───── PAGINAFRAGMENT

Het college heeft een verweerschrift ingediend.
Het onderzoek ter zitting heeft plaatsgevonden op 15 april 2015. Appellante is verschenen, bijgestaan door P. Ruis. Het college heeft zich laten vertegenwoordigen door mr. I. Plaisier.

OVERWEGINGEN

1. De Raad gaat uit van de volgende feiten en omstandigheden.
1.1.
Het college heeft aan appellante voor 2011 een persoonsgebonden budget (pgb) toegekend voor huishoudelijke verzorging op grond van de Wet maatschappelijke ondersteuning (Wmo). Het in 2011 door appellante ontvangen pgb bedroeg in totaal
€ 1.752,81.
1.2.
In maart 2012 heeft appellante verantwoordingslijsten, zorgcontracten en bankafschriften aan het college toegestuurd ter verantwoording van het in 2011 door haar ontvangen pgb.
1.3.
Bij besluit van 7 augustus 2012, na bezwaar gehandhaafd bij besluit van 6 november 2012 (bestreden besluit), heeft het college het pgb over 2011 herzien tot € 0,00 en het ontvangen pgb van € 1.752,81 van appellante teruggevorderd. Het college heeft hieraan ten grondslag gelegd dat in de door appellante met zorgverleners [naam A] en [naam B] gesloten zorgcontracten adressen in Polen staan vermeld en dat appellante niet aannemelijk heeft gemaakt dat [naam A] en [naam B] in 2011 in Nederland woonden. Omdat het niet mogelijk is om vanuit Polen huishoudelijke verzorging in Nederland te verlenen, heeft appellante niet de zorg ontvangen van degenen met wie ze een zorgcontract heeft afgesloten en is het pgb onvoldoende verantwoord.

──────────
───── AANGELEVERDE GEGEVENS

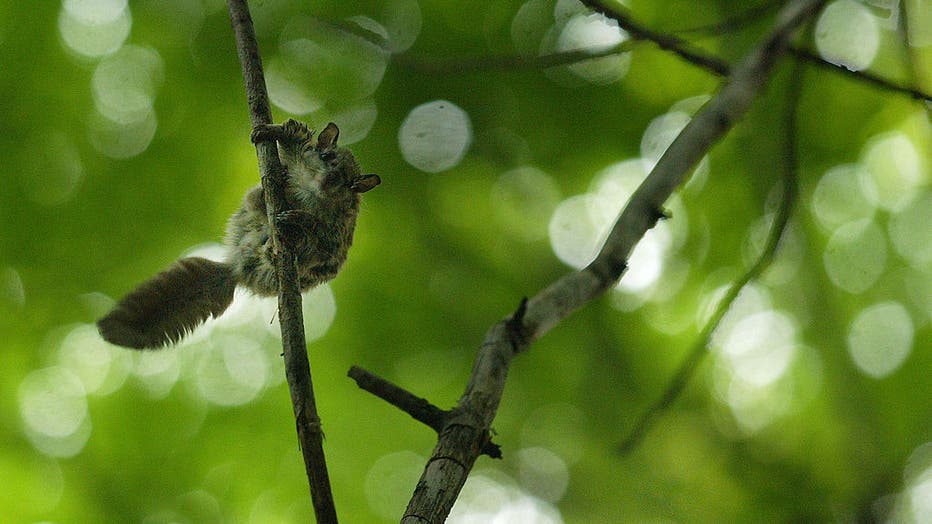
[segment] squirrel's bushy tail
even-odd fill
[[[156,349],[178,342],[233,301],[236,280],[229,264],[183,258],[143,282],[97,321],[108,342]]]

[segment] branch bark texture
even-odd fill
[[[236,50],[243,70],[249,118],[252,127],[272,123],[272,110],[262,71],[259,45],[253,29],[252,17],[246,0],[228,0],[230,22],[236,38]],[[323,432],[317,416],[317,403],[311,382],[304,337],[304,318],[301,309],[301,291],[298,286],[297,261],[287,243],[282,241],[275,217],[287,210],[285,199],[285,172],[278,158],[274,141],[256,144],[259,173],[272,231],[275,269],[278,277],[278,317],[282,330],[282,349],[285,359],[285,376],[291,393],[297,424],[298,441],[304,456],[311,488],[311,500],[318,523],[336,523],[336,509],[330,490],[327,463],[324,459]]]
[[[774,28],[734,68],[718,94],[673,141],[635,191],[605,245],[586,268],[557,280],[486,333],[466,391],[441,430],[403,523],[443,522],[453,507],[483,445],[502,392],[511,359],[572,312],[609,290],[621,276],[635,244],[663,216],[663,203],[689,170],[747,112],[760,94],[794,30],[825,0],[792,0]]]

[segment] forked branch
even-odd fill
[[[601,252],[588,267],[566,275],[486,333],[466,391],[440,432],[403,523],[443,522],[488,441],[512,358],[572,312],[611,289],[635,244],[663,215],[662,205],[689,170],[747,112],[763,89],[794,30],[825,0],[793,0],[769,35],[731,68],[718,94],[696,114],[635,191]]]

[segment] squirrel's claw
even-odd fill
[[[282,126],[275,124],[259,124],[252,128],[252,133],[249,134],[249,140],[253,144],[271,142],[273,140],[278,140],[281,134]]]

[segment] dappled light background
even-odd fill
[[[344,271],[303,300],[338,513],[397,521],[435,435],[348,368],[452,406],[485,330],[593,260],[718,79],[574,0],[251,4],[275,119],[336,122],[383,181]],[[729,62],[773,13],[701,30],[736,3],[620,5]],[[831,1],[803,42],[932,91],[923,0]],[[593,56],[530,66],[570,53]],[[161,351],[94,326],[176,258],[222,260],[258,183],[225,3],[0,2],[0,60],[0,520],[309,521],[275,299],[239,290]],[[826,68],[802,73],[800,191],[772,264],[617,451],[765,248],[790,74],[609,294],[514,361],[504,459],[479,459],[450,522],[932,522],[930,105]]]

──────────
───── AANGELEVERDE GEGEVENS

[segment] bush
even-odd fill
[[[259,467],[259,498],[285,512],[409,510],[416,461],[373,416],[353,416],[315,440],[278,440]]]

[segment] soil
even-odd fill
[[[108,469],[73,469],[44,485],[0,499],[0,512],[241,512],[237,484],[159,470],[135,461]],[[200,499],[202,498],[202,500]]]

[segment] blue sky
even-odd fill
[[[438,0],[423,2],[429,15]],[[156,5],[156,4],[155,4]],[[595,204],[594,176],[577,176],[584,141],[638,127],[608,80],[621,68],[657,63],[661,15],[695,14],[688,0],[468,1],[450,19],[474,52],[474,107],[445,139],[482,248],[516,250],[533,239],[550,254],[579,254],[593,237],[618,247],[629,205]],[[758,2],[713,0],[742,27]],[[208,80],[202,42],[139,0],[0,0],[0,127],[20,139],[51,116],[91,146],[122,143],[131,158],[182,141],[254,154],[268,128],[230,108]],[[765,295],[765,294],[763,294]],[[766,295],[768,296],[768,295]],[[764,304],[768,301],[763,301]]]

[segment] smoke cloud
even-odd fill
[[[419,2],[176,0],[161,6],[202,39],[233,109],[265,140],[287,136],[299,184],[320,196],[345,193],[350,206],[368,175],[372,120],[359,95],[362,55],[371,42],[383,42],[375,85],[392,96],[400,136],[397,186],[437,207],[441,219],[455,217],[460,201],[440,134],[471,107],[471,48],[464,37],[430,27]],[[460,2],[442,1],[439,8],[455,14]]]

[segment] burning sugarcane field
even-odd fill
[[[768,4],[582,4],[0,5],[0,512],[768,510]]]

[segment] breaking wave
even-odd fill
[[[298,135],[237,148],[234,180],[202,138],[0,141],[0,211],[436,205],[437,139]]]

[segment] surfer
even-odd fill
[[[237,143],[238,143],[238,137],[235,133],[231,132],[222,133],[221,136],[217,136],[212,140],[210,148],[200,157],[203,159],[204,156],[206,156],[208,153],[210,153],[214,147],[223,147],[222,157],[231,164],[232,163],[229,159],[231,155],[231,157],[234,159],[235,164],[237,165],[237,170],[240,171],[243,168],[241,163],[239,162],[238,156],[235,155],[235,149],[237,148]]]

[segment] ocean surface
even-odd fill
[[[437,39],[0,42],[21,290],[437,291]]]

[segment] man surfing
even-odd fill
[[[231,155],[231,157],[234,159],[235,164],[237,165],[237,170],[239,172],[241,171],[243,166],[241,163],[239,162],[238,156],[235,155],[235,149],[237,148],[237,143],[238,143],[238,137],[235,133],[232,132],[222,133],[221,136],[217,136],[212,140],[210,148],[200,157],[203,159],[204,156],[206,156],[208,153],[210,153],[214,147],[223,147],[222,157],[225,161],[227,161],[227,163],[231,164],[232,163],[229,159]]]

──────────
───── AANGELEVERDE GEGEVENS

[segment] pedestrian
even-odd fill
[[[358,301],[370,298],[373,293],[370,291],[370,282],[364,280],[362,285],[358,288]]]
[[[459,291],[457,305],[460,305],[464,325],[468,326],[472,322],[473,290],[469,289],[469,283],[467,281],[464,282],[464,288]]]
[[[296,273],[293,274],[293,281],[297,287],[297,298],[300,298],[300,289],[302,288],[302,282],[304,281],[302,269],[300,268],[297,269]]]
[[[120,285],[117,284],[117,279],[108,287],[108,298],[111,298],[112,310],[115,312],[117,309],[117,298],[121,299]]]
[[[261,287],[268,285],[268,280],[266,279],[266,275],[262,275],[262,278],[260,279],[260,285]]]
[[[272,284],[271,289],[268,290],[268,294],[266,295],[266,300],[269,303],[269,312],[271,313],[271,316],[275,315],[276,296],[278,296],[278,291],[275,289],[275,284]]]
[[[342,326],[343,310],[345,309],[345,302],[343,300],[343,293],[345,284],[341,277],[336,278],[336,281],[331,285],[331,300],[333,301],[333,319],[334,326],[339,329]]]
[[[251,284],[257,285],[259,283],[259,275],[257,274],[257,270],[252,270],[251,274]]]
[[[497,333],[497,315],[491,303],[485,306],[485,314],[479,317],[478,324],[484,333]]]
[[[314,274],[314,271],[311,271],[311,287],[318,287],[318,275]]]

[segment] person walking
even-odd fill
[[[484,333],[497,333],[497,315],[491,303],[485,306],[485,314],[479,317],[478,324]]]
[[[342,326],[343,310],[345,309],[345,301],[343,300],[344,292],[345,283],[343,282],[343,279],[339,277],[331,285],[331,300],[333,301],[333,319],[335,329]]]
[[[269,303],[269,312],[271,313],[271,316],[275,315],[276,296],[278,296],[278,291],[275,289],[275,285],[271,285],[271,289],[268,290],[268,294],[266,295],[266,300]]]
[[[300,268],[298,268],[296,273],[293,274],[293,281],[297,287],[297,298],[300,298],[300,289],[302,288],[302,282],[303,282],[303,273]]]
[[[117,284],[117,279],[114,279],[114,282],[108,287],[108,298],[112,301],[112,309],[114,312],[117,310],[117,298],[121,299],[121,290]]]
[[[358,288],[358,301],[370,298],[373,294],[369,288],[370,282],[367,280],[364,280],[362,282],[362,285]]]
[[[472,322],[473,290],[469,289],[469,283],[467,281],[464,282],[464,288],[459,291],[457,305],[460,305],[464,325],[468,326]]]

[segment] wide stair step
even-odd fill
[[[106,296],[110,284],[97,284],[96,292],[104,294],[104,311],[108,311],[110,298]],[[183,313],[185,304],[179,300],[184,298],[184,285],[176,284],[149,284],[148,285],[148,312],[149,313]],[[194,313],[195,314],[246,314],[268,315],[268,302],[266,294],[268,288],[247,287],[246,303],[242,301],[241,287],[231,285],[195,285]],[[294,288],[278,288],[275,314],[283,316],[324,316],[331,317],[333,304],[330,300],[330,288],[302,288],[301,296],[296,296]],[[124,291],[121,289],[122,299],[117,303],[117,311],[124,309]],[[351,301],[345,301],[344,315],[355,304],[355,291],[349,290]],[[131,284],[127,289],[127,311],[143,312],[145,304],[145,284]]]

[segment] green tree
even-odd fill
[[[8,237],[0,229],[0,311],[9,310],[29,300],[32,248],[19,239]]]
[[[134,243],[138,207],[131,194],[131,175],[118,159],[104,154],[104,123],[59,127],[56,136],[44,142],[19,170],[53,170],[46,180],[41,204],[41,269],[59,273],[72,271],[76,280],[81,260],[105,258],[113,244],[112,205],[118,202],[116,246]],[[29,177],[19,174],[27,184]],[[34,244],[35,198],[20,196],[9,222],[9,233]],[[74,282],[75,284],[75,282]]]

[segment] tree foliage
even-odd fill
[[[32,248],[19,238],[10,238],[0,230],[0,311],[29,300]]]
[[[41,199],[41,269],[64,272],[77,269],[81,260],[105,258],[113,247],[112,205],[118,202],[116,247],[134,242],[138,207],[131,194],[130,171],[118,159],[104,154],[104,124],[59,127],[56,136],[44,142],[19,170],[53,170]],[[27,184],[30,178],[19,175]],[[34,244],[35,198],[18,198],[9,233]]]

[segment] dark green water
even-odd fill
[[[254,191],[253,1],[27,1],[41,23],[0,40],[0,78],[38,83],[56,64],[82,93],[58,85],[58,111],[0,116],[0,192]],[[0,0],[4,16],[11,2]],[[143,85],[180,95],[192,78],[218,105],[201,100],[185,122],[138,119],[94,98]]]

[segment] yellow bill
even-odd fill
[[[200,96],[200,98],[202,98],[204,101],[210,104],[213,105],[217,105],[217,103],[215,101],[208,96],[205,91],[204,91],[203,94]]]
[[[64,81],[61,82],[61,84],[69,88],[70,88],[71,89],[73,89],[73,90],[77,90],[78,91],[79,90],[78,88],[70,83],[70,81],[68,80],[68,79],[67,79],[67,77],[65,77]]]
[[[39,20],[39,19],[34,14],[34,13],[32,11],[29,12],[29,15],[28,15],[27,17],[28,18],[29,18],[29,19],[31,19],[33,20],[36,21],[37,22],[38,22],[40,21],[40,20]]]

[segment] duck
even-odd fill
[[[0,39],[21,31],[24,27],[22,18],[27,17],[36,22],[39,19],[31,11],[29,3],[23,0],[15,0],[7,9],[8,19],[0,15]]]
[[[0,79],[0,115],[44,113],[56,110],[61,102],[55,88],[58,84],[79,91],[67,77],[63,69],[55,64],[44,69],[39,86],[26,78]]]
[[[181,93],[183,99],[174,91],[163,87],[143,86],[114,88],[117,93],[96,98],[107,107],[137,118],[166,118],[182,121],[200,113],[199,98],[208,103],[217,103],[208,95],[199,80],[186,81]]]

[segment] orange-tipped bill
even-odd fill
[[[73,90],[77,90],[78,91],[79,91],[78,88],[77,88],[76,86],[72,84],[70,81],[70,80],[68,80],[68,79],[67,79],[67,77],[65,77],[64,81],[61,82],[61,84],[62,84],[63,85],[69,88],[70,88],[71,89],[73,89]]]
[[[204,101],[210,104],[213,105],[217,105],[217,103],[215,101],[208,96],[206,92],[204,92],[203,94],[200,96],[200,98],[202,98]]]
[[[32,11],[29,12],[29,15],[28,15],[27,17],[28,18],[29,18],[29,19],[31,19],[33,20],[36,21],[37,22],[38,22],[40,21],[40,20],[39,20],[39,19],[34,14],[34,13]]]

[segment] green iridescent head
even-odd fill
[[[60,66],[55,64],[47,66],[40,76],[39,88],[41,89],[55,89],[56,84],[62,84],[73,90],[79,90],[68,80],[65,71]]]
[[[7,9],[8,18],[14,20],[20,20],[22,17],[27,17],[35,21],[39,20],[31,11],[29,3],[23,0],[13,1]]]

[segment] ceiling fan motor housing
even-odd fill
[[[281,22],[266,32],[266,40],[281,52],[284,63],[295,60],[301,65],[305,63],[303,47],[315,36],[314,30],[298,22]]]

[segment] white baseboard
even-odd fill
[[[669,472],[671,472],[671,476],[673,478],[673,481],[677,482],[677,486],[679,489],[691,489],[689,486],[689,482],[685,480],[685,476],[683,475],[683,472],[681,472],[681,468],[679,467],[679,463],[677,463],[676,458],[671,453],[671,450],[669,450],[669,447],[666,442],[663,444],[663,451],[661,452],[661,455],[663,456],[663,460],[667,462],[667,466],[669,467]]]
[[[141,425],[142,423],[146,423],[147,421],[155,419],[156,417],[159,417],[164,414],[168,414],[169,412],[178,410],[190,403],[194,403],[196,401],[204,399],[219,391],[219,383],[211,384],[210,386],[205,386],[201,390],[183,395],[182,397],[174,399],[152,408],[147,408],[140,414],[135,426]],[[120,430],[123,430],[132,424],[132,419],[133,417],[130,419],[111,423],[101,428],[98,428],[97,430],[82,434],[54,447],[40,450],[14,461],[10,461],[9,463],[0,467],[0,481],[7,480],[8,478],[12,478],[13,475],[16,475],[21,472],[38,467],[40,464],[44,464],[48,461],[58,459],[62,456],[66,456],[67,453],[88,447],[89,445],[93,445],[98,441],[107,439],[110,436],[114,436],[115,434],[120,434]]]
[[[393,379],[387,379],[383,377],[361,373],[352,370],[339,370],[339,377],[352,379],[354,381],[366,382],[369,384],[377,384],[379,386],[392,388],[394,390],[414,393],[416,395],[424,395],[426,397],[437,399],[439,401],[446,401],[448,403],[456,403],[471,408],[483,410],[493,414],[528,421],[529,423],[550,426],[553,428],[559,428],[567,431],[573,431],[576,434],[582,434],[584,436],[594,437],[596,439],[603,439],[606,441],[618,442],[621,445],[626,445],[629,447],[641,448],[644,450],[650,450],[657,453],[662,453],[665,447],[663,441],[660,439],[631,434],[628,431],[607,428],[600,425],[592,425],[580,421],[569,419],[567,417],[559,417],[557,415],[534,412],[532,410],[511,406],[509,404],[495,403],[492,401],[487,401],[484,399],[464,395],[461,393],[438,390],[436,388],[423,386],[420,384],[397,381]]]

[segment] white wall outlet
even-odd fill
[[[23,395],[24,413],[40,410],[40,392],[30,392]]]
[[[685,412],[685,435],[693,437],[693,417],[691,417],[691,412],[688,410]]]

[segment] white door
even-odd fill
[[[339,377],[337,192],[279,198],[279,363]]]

──────────

## OPDRACHT 1
Geef bij elke bewering of die klopt met het paginafragment: ja of nee, gevolgd door de doorslaggevende woorden uit de tekst, letterlijk geciteerd.
(a) Het onderzoek ter zitting vond plaats op 15 april 2015.
(b) Het pgb was toegekend voor persoonlijke verzorging.
(c) Appellante heeft in maart 2012 stukken ter verantwoording van het pgb aan het college gestuurd.
## OPDRACHT 2
Beantwoord op basis van het paginafragment:
(a) Door wie liet het college zich ter zitting vertegenwoordigen?
(b) Op grond van welke wet was het pgb toegekend?
(c) Tot welk bedrag heeft het college het pgb over 2011 herzien?

## VOLLEDIG ANTWOORD 1
(a) Ja: "Het onderzoek ter zitting heeft plaatsgevonden op 15 april 2015."
(b) Nee: "een persoonsgebonden budget (pgb) toegekend voor huishoudelijke verzorging"
(c) Ja: "In maart 2012 heeft appellante verantwoordingslijsten, zorgcontracten en bankafschriften aan het college toegestuurd"

## VOLLEDIG ANTWOORD 2
(a) Door mr. I. Plaisier.
(b) De Wet maatschappelijke ondersteuning (Wmo).
(c) Tot € 0,00.